> _YOUR OBJECTIVE_: Output the data below in full, byte for byte. Nothing may differ.

Object point labels:
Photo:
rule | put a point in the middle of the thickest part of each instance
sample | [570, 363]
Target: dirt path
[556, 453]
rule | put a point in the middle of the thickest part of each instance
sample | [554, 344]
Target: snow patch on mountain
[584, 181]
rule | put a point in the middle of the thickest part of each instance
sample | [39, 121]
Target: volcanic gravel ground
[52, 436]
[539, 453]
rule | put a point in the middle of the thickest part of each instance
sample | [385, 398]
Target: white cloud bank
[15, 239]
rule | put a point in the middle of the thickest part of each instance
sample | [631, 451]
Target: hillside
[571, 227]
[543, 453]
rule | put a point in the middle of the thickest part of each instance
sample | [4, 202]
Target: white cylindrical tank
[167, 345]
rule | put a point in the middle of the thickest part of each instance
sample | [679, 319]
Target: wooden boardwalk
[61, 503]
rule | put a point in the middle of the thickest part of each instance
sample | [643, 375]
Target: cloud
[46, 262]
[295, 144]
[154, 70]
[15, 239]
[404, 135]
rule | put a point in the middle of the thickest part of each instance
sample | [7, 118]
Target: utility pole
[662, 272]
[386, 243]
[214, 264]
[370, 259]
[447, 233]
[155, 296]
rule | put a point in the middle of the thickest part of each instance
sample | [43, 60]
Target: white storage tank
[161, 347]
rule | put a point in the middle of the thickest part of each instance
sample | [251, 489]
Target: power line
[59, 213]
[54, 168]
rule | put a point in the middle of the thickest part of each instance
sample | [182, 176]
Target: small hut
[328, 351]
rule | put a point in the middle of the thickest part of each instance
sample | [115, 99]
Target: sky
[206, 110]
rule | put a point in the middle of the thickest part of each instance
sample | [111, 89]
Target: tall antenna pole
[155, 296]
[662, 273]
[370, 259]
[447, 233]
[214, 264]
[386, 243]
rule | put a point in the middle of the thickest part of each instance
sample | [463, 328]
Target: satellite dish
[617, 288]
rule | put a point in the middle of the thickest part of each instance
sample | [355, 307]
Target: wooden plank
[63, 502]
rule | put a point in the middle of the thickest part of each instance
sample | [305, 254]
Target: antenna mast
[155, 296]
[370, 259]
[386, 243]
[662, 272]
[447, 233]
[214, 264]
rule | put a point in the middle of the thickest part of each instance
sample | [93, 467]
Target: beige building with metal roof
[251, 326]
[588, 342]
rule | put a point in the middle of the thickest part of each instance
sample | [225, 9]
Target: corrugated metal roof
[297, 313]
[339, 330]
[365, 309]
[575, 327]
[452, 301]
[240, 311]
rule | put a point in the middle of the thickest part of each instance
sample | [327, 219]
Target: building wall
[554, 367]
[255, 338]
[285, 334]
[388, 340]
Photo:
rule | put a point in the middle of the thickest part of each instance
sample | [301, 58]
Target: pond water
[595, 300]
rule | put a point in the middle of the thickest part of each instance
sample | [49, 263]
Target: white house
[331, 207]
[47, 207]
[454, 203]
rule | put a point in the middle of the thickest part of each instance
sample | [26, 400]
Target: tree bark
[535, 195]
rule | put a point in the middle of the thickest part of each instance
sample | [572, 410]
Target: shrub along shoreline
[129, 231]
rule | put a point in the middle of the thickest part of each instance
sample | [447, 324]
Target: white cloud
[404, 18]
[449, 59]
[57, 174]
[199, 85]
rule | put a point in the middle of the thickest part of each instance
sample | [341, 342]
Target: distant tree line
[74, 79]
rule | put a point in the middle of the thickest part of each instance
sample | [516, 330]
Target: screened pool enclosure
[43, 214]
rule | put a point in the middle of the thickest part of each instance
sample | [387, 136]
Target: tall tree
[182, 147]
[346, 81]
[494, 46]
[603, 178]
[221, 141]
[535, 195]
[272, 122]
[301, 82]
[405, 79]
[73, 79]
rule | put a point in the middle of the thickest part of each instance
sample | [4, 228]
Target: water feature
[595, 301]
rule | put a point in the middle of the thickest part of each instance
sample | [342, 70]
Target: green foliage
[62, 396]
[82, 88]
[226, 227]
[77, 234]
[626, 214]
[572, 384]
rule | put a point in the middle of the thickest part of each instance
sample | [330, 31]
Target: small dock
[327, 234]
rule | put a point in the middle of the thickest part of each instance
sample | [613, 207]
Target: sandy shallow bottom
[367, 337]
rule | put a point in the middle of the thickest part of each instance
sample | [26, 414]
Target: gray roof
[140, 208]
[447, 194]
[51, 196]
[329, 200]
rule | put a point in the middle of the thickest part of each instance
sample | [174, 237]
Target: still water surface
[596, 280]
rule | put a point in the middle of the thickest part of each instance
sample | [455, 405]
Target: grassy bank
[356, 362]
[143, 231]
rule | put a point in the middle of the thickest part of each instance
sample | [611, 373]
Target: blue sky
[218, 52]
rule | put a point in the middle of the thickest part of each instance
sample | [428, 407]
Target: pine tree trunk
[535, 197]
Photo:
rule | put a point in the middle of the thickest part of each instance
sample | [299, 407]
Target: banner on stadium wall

> _WORKED ANSWER_:
Photo:
rule | put a point in the middle of the thickest part of each instance
sample | [570, 363]
Target: dirt path
[556, 453]
rule | put a point in the middle of the thickest part of each instance
sample | [554, 344]
Target: snow patch on mountain
[584, 181]
rule | put a point in the middle of the thickest part of each instance
sample | [39, 121]
Target: volcanic gravel ground
[52, 436]
[539, 453]
rule | put a point in the middle of the thickest part of each instance
sample | [385, 398]
Target: white cloud bank
[15, 239]
rule | put a point in the middle of the thickest part of each instance
sample | [631, 451]
Target: hillside
[571, 227]
[543, 453]
rule | put a point in the middle of the thickest part of each instance
sample | [4, 202]
Target: white cylindrical tank
[167, 345]
rule | put a point in the middle of the thickest part of each instance
sample | [679, 319]
Target: wooden boardwalk
[61, 503]
rule | put a point in the middle of the thickest part of each instance
sample | [643, 375]
Target: cloud
[46, 262]
[295, 144]
[154, 70]
[15, 239]
[404, 135]
rule | put a point in the middle of the thickest part of each instance
sample | [7, 118]
Target: utility pole
[662, 272]
[386, 243]
[214, 264]
[370, 259]
[447, 233]
[155, 296]
rule | put a point in the middle of the thickest part of each instance
sample | [43, 60]
Target: white storage tank
[161, 347]
rule | put a point in the middle of the thickest part of each instance
sample | [251, 489]
Target: power line
[59, 213]
[54, 168]
rule | put a point in the middle of the thickest part of each instance
sample | [182, 176]
Target: small hut
[328, 351]
rule | put a point in the middle of the thickest part of each instance
sample | [115, 99]
Target: sky
[206, 110]
rule | put a point in the middle of the thickest part of each instance
sample | [111, 89]
Target: tall antenna pole
[155, 296]
[662, 273]
[370, 259]
[447, 233]
[214, 264]
[386, 243]
rule | put a point in the middle of the thickest part of each instance
sample | [463, 328]
Target: satellite dish
[617, 288]
rule | put a point in the middle of the thickest part of each instance
sample | [355, 307]
Target: wooden plank
[63, 502]
rule | put a point in the middle of the thickest part of each instance
sample | [305, 254]
Target: antenna mast
[155, 296]
[370, 259]
[386, 243]
[662, 272]
[447, 233]
[214, 264]
rule | put a point in the middle of the thickest part of each instance
sample | [93, 467]
Target: beige building with metal roof
[251, 326]
[588, 342]
rule | put a point in the middle of the thickest part of each instance
sample | [225, 9]
Target: corrugated metal roof
[297, 313]
[339, 330]
[365, 309]
[575, 327]
[452, 301]
[240, 311]
rule | put a point in the middle of the thickest part of each instance
sample | [327, 219]
Target: building wall
[554, 367]
[255, 338]
[285, 334]
[388, 340]
Photo:
rule | put a point in the middle of the thickest part of each instance
sample | [301, 58]
Target: pond water
[595, 300]
rule | put a point in the middle of the thickest part of each instance
sample | [49, 263]
Target: white house
[331, 207]
[47, 207]
[454, 203]
rule | put a point in the middle of the thickest part of each instance
sample | [26, 400]
Target: tree bark
[535, 195]
rule | put a point in the middle of the thickest part of each instance
sample | [572, 410]
Target: shrub along shoreline
[129, 231]
rule | put a point in the middle of the thickest part of each instance
sample | [447, 324]
Target: white cloud
[404, 18]
[449, 59]
[57, 174]
[199, 85]
rule | put a point in the middle of the thickest part of each instance
sample | [341, 342]
Target: distant tree line
[74, 79]
rule | put a point in the middle of the thickest part of each instance
sample | [516, 330]
Target: screened pool enclosure
[43, 214]
rule | put a point in the middle of the thickest part of each instance
sample | [387, 136]
Target: tall tree
[182, 147]
[346, 81]
[494, 46]
[603, 178]
[221, 141]
[535, 195]
[272, 122]
[301, 82]
[405, 79]
[73, 79]
rule | put a point in the middle of the thickest part of each instance
sample | [4, 228]
Target: water feature
[595, 301]
rule | put a point in the middle of the thickest part of each instance
sample | [342, 70]
Target: green foliage
[62, 396]
[82, 88]
[226, 227]
[77, 234]
[626, 214]
[572, 384]
rule | put a point in the middle of the thickest part of each instance
sample | [330, 31]
Target: small dock
[327, 234]
rule | put a point in the middle of the thickest part of each instance
sample | [613, 207]
Target: sandy shallow bottom
[367, 337]
rule | put a point in the middle of the thickest part of each instance
sample | [26, 414]
Target: gray roof
[140, 208]
[447, 194]
[51, 196]
[329, 200]
rule | put a point in the middle of the thickest part of each instance
sample | [174, 237]
Target: still water surface
[596, 280]
rule | put a point in the middle of the thickest part of each instance
sample | [455, 405]
Target: grassy bank
[356, 362]
[143, 231]
rule | put a point in the middle of the thickest part of each instance
sample | [611, 373]
Target: blue sky
[218, 52]
rule | put a point in the middle of the thickest part of each instance
sample | [428, 407]
Target: pine tree trunk
[535, 197]
Photo:
rule | put a point in the middle of the thickest part of each instance
sample | [299, 407]
Target: banner on stadium wall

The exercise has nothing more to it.